*Document section:*
══════════
-Loralie Ma, M.D.
Screening Tests, Epidemiology and the Individual
Screening tests are ever increasing, whether it is a radiologic screening test such as Chest CT for lung cancer screening, screening mammography for breast cancer detection, or screening blood tests, such as PSA for prostate cancer detection. There are numerous other blood tests, with markers for numerous cancers.
Screening tests offer an opportunity for the detection of cancers at their earliest stage, thus decreasing the morbidity of cancer treatment and increasing survival. As new treatments for many types of cancer emerge, early detection becomes even more important, as new and more effective treatments are available. However, screening tests are not without cost, both in terms of monetary cost and false positive examinations, and in terms of cost for additional testing and anxiety for the patient.
The role of the medical and scientific professions of medicine and epidemiology is to determine the benefit to risk ratio, namely, is the test worth it, when and for whom? The US Preventive Services Task Force (USPSTF) has been tasked with this determination and it is now tied to mandated insurance coverage in the Affordable Care Act (ACA). Ideally, such investigations would be performed without bias as to a targeted outcome and would use only the highest quality scientific data available.
══════════
*Work order:*
Copy the stretch of the screening tests text from "The role of" through "scientific data available." word for word.

*Extracted entries:*
══════════
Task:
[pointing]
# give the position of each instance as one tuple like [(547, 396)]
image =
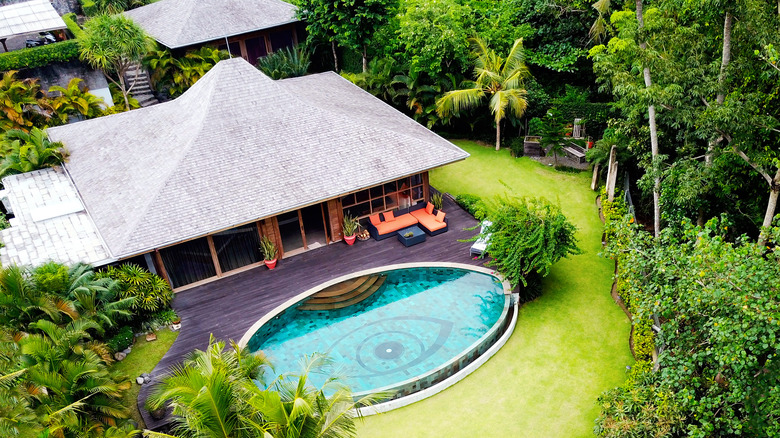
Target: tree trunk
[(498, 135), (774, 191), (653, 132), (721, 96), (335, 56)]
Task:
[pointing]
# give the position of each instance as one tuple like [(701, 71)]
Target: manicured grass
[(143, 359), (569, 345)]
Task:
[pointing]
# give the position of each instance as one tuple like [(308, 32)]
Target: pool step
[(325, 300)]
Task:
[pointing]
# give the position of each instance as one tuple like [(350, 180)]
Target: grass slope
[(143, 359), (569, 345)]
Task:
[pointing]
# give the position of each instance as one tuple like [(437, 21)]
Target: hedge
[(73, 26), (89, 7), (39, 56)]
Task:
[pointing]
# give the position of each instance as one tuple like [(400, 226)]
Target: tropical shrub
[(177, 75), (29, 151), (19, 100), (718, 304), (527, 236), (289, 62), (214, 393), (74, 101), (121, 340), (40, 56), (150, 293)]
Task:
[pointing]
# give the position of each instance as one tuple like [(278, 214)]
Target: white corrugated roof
══════════
*Response for this exercise:*
The role of the medical and scientific professions of medicine and epidemiology is to determine the benefit to risk ratio, namely, is the test worth it, when and for whom? The US Preventive Services Task Force (USPSTF) has been tasked with this determination and it is now tied to mandated insurance coverage in the Affordable Care Act (ACA). Ideally, such investigations would be performed without bias as to a targeted outcome and would use only the highest quality scientific data available.